What you will do: Repeat the records verbatim and leave the pictures out of your copy.

Records to use:
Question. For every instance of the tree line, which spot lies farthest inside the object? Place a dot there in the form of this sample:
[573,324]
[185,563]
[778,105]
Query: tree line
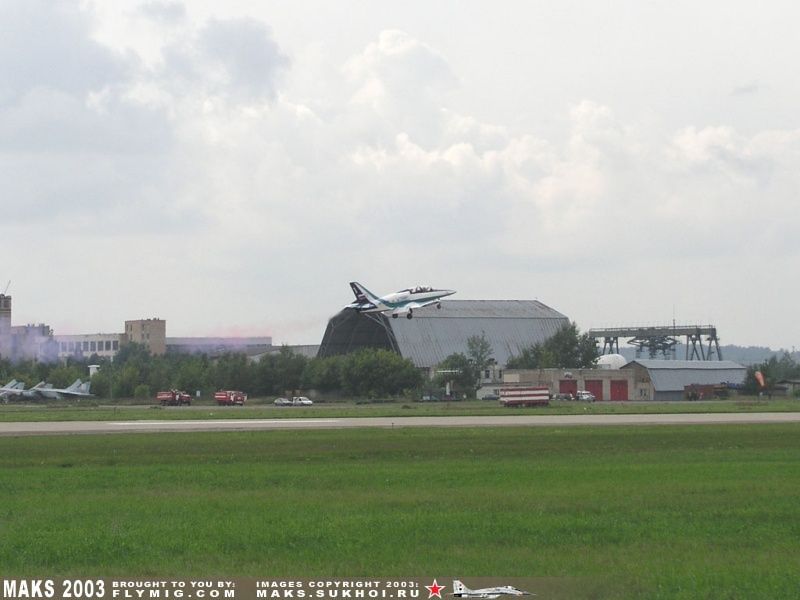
[135,373]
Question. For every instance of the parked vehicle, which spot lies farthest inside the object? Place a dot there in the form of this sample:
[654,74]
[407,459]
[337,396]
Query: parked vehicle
[295,401]
[525,396]
[230,398]
[173,398]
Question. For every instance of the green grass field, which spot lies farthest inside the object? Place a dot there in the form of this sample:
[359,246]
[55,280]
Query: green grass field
[62,411]
[645,512]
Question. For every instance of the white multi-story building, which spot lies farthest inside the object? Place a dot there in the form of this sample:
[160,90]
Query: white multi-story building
[102,344]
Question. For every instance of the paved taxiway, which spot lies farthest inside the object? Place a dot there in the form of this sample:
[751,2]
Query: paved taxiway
[82,427]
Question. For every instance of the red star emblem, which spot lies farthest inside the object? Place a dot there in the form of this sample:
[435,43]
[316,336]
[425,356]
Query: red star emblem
[435,590]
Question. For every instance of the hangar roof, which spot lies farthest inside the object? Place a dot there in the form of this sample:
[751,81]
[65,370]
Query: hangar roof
[675,375]
[434,334]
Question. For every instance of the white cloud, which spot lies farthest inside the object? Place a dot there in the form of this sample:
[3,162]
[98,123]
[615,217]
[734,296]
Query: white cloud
[209,171]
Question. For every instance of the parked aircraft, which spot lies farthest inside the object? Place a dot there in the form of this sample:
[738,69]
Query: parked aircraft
[11,389]
[78,389]
[404,302]
[462,591]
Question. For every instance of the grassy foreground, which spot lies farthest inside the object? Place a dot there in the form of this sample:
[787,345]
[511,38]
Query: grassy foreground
[655,512]
[64,411]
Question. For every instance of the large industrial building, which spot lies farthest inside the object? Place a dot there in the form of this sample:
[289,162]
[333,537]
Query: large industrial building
[640,379]
[668,379]
[434,334]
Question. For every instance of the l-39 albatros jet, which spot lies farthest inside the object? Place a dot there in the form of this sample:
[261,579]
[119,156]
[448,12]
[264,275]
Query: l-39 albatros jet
[78,389]
[462,591]
[404,302]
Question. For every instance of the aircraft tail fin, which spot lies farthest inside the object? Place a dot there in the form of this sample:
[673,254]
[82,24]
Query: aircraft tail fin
[363,295]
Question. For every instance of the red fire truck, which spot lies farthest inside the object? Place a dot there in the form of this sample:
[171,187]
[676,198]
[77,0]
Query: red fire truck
[173,398]
[230,398]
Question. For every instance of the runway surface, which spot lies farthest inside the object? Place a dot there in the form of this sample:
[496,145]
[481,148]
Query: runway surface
[84,427]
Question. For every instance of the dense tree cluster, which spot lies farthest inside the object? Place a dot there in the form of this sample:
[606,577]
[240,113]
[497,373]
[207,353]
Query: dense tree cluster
[463,371]
[567,348]
[136,373]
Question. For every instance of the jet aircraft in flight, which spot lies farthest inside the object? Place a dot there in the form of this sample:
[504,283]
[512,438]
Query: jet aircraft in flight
[462,591]
[404,302]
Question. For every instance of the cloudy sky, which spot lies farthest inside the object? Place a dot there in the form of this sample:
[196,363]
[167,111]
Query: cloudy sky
[231,166]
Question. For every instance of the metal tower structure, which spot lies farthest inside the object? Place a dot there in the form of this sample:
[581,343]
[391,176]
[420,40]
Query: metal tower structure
[663,340]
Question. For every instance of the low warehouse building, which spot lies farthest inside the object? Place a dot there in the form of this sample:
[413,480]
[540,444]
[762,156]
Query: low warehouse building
[434,334]
[604,384]
[668,379]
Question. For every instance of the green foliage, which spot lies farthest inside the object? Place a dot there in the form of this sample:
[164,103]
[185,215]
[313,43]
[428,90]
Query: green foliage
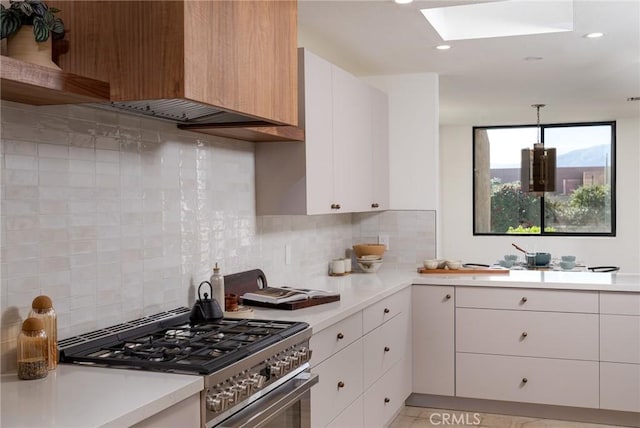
[31,12]
[510,206]
[533,230]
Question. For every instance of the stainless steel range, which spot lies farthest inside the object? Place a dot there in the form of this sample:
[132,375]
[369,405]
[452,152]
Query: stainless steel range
[256,372]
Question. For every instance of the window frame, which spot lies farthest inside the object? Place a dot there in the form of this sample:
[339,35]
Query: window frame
[543,127]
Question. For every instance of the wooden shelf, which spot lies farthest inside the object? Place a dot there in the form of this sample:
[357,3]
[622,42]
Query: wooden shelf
[33,84]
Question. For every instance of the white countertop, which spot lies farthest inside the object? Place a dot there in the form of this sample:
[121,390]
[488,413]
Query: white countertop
[83,397]
[77,396]
[359,290]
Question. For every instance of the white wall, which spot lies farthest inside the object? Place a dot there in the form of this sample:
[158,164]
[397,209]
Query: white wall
[116,217]
[413,139]
[456,222]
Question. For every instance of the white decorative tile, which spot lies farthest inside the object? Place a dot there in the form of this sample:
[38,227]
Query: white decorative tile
[129,214]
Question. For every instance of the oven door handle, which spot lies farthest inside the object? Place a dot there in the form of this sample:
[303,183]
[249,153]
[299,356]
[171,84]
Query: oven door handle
[266,408]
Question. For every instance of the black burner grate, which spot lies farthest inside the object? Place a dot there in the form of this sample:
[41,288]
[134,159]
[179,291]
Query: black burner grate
[171,344]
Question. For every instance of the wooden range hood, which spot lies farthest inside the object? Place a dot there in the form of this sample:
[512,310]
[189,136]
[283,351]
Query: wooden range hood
[225,68]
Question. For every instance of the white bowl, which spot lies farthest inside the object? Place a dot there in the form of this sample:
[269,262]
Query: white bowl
[368,258]
[454,264]
[430,264]
[370,266]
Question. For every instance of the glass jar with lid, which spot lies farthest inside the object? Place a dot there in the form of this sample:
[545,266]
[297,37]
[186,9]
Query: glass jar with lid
[42,308]
[32,350]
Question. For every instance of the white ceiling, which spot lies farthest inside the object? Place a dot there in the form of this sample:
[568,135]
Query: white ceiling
[488,81]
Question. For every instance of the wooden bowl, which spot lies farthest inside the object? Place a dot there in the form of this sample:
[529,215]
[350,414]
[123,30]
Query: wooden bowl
[369,250]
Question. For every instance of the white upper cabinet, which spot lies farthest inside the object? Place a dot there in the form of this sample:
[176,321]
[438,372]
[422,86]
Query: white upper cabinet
[343,165]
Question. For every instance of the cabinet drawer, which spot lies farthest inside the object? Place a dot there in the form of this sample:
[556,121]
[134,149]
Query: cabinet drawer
[352,417]
[433,318]
[335,337]
[620,338]
[383,347]
[527,333]
[383,400]
[527,299]
[558,382]
[620,303]
[381,312]
[339,384]
[620,386]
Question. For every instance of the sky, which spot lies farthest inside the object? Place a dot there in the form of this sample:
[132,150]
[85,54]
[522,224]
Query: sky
[507,143]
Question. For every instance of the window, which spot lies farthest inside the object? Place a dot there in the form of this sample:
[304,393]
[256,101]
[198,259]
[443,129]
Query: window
[583,203]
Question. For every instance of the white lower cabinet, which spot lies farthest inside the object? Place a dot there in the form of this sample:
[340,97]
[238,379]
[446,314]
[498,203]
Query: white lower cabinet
[339,384]
[620,351]
[620,386]
[383,400]
[352,417]
[527,333]
[531,380]
[365,383]
[433,347]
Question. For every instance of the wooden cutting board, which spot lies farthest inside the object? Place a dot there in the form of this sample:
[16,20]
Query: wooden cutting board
[474,271]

Completed task:
Question. For every instance of the tree line, which spot lies farthest inside the object? Place a dot there in the form of this sample:
[573,324]
[185,563]
[778,105]
Query: tree line
[135,373]
Question. For every instance of the parked vehicle, which spot lies farthest inside the object? Place a dot there in the form of this sample:
[654,74]
[407,459]
[337,396]
Query: parked vehicle
[295,401]
[525,396]
[230,398]
[173,398]
Question. For every instance of the green grass field, which spot lies farthest inside the object? Place a dot there in the form of this sample:
[359,246]
[55,280]
Query: green grass field
[62,411]
[645,512]
Question. For every instance of the white multi-story building, which spot lies farthest inside the object? Place a dot there in the form of this sample:
[160,90]
Query: white multi-story building
[102,344]
Question. For every instance of the paved taxiway, which spot lies farthest inside the object? Place a dot there in the form of this sample:
[751,2]
Query: paved taxiway
[82,427]
Question. For every instance of the red star emblem, which spot lies farthest inside the object? Place a dot there in the form of this sample:
[435,43]
[316,336]
[425,356]
Query: red star emblem
[435,590]
Question. For every instance of the hangar roof, which spot lies farthest inside the object? Place a dot there in the form of this sample:
[751,81]
[65,370]
Query: hangar roof
[675,375]
[434,334]
Question. For every instance of the white cloud, which spot lies farthest inside the object? Place a dot there in the form of this sample:
[3,162]
[98,123]
[615,217]
[734,296]
Query: white cloud
[209,171]
Question. For every instance of the parked aircraft, which spot lies farthest inside the object? Place a dot there in the form of this sample:
[738,69]
Query: parked aircraft
[11,389]
[78,389]
[404,302]
[462,591]
Question. For every instance of the grassy foreground, which spot lies farthest inside the object? Place a dot there in the form of this sample:
[787,345]
[511,38]
Query: grassy foreground
[655,512]
[64,411]
Question. For every instance of the large industrial building, which spot lies farthest inside the object? Place a dot there in the form of this sample:
[289,162]
[333,537]
Query: large industrial building
[640,379]
[668,379]
[434,334]
Question. For every instance of the l-39 albatros jet, which spot lies farthest inside the object? Place a dot there in the form of this sample:
[261,579]
[119,156]
[448,12]
[264,275]
Query: l-39 albatros jet
[78,389]
[462,591]
[404,302]
Question. For every instance of the aircraft tail fin, which spot lies farthest inside the object? Place a dot there in the form of this sample:
[673,254]
[82,24]
Query: aircraft tail fin
[363,295]
Question. For every instance of the red fire truck, which spot lies farthest inside the object? Place a dot there in the form of this sample:
[171,187]
[676,198]
[77,0]
Query: red fire truck
[173,398]
[230,398]
Question. For every instance of the runway surface, which spot lies farthest inside the object? Place a dot there in the form of this sample:
[496,145]
[481,148]
Query: runway surface
[84,427]
Question. For every instance of the dense tree cluster, which spot lies farthest inside the object? Place a dot there in the form of this sample:
[606,577]
[240,113]
[497,373]
[207,353]
Query: dense tree cluster
[463,371]
[567,348]
[136,373]
Question. For every instance of the jet aircraft in flight, which spot lies farthest inside the object? Place a dot there in the form of this sample:
[504,283]
[512,438]
Query: jet aircraft in flight
[462,591]
[404,302]
Question. For every instance of the cloudy sky, which spot lies farthest inside the object? Place a dot there in the form of this sample:
[196,363]
[167,111]
Query: cloudy sky
[231,166]
Question. For every instance of the metal tower structure, which spot lies farthest inside the object? Place a dot there in the form of this sample:
[581,343]
[391,176]
[420,40]
Query: metal tower structure
[663,340]
Question. For every instance of the low warehouse building, which spot lies farthest inside the object? Place a dot there in the form of this sample:
[413,480]
[540,444]
[762,156]
Query: low warehouse building
[434,334]
[604,384]
[668,379]
Question. For every instance of the green foliage, which spot lies farthest inside the object? Place a dot there in the form of this sample:
[164,103]
[185,215]
[313,43]
[428,90]
Query: green foliage
[31,12]
[510,206]
[533,230]
Question. For every instance of the stainless steel range, which spot lies farthest inside the object? Place a dot there in the form of this sample:
[132,375]
[369,405]
[452,152]
Query: stainless steel range
[256,372]
Question. For every instance of the window frame, which spot lies farthest inside the object? Place a dot there in the form of this sample:
[339,35]
Query: window frame
[543,127]
Question. For every instance of the wooden shelf, which spot lies farthest inside the object? Place a dot there in the form of this sample:
[357,3]
[622,42]
Query: wooden shelf
[33,84]
Question. For every instance of the white countertop, which spot lies farthest inside the object? Place a dot there in the form of this sample:
[121,390]
[488,413]
Query: white countertop
[83,397]
[77,396]
[359,290]
Question. For every instance of the white wall, which spot lies farthest inside the object? Place a dot there in the form of this sample:
[158,164]
[397,209]
Query: white wall
[116,217]
[413,139]
[456,222]
Question. For every instance of the white decorative tile, which spot lies farthest inside the object? Place a dot there in the form of this sample:
[38,227]
Query: white decorative tile
[129,214]
Question. For every instance of the oven door handle, which spot lies farthest inside the object? Place a dot there in the form of this sample:
[303,183]
[249,153]
[299,356]
[171,84]
Query: oven door handle
[266,408]
Question. For every instance of the black burner grate, which spot lies farthest inside the object? Place a dot there in the form of this sample:
[41,288]
[134,159]
[179,291]
Query: black burner grate
[171,344]
Question. For every instance of the wooden range hood, which spot lies farthest inside the object? Place a dot there in the form of this sample:
[512,310]
[189,136]
[283,351]
Query: wooden range hood
[225,68]
Question. For every instance of the white bowl, which spot lies farthest inside the object? Place a dot there in the form of this sample:
[269,262]
Query: white bowl
[368,258]
[454,264]
[430,264]
[370,266]
Question. For every instance of the glass jar with lid, which spot lies farthest inside the object? Place a dot there in the form of this sample:
[545,266]
[297,37]
[186,9]
Query: glass jar with lid
[42,308]
[32,350]
Question. For every instance of the white ceiling, which spot lies farthest inside the object? Place a dot there in the form of this sample:
[568,135]
Query: white ceiling
[488,81]
Question. For every instance of the wooden bowl, which spot lies farthest inside the object? Place a dot there in the form of this sample:
[529,215]
[350,414]
[123,30]
Query: wooden bowl
[369,250]
Question. For every instance of the white upper cabinet, which spot lies farthest inside the object? Place a dot there in the form of this sample:
[176,321]
[438,372]
[422,86]
Query: white upper cabinet
[343,165]
Question. For every instance of the cabinet drawer, which spot lies farthest inside the object? Place a dot there in the form of this sample:
[556,121]
[134,149]
Query: cabinet drawer
[352,417]
[433,318]
[335,337]
[620,338]
[383,347]
[527,333]
[383,400]
[527,299]
[558,382]
[620,303]
[381,312]
[339,384]
[620,386]
Question. For every instance of the sky, which spot lies farthest inside the object? Place a dot there in the form of this sample:
[132,150]
[85,54]
[522,224]
Query: sky
[507,143]
Question. For every instance of the window, which spot lies farthest inside the object? Place a dot there in the form of this sample:
[304,393]
[256,101]
[198,259]
[443,129]
Query: window
[583,203]
Question. For every instance of the white lower cabinet, which spot lies farthest inside the object? Place a dot there in the form of this sample:
[340,97]
[238,379]
[446,314]
[498,203]
Query: white lower cabinet
[339,384]
[620,351]
[620,386]
[383,400]
[352,417]
[527,333]
[531,380]
[365,383]
[433,347]
Question. For every instance of the wooden cutting board, which spot lies farthest inside the object? Place a dot there in the form of this sample:
[16,20]
Query: wooden cutting board
[474,271]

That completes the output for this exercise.